What this exercise asks:
**1.** Answer these from the passage about Koepka:
(a) What does Koepka admit drives him in part?
(b) What did the TV segment Koepka pointed to neglect to do?
(c) At which course was last year's US Open held?
**2.** Reproduce everything in the passage about Koepka from "The powerful Koepka" down to "to include him.".
**3.** Carry on the passage about Koepka from the point where it stops.

The powerful Koepka has become the most dominant player in the game through a combination of physical prowess, pin-point iron play, a deft short game and impressive mental fortitude.
But he admits he is driven, in part, by a self-confessed chip on his shoulder.
“I mean, why wouldn’t you? You’ve always got to find something to give you a little bit of extra motivation,” he said Tuesday. “Sometimes it’s blatantly obvious.”
Koepka pointed to a US Open preview segment running on TV in the US which neglected to include him.
“There’s a couple of things where it’s just mind boggling how – it’s like, really? Like, how do you forget that?” he said.
He recalled a tale ahead of last year’s US Open at Shinnecock Hills when he was working out in a gym and all eyes were on his close friend Dustin Johnson, even though he was the defending champion. He said it happened again in Canada last week.

Dataset content:
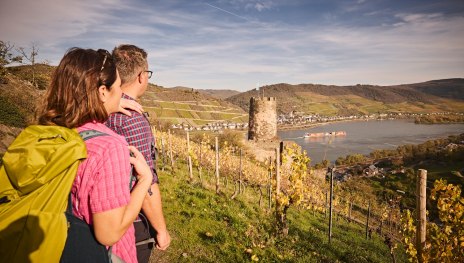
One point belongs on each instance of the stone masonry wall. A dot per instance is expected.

Responses by task:
**1.**
(a) A self-confessed chip on his shoulder.
(b) It neglected to include him.
(c) Shinnecock Hills.

**2.**
The powerful Koepka has become the most dominant player in the game through a combination of physical prowess, pin-point iron play, a deft short game and impressive mental fortitude.
But he admits he is driven, in part, by a self-confessed chip on his shoulder.
“I mean, why wouldn’t you? You’ve always got to find something to give you a little bit of extra motivation,” he said Tuesday. “Sometimes it’s blatantly obvious.”
Koepka pointed to a US Open preview segment running on TV in the US which neglected to include him.

**3.**
“I was working out next to some guy, and he was talking about how Dustin was just in there and how cool it was,” said Koepka Tuesday.
“And I was with my trainer, Barrett, and we were just kind of laughing.”
The flip side is that Koepka still coming to terms with his growing fame.
“I view myself completely differently than people view me,” he said. “I still think it’s weird when I walk into a place and I can see eyes are on me just for dinner. And I’m like, ‘What’s everybody staring at?’
“I just view myself as a regular guy. I just happen to be really good at golf. I just want to be just like everybody else, just a normal person.”
Despite Koepka’s deadpan demeanour on the golf course, his compatriot Jordan Spieth, who has known him since amateur golf days, says he is “light and fun, and fun to be around.”
“He’s a guy’s guy,” added former world No.1 Spieth. “He’s a good hang always. And he may be stoic on the golf course. I think that’s his level of confidence that he has and his level of focus that he’s been on.”
Never ending stories
Alongside Woods and Koepka, the narratives at Pebble Beach this week are as tangled as the kelp in Carmel Bay.
Veteran Phil Mickelson just needs the US Open to complete the career grand slam of all four major titles, but has finished runner-up a record six times in the tournament. However, the 48-year-old left hander won at Pebble Beach earlier this season for his fifth victory over the celebrated California course.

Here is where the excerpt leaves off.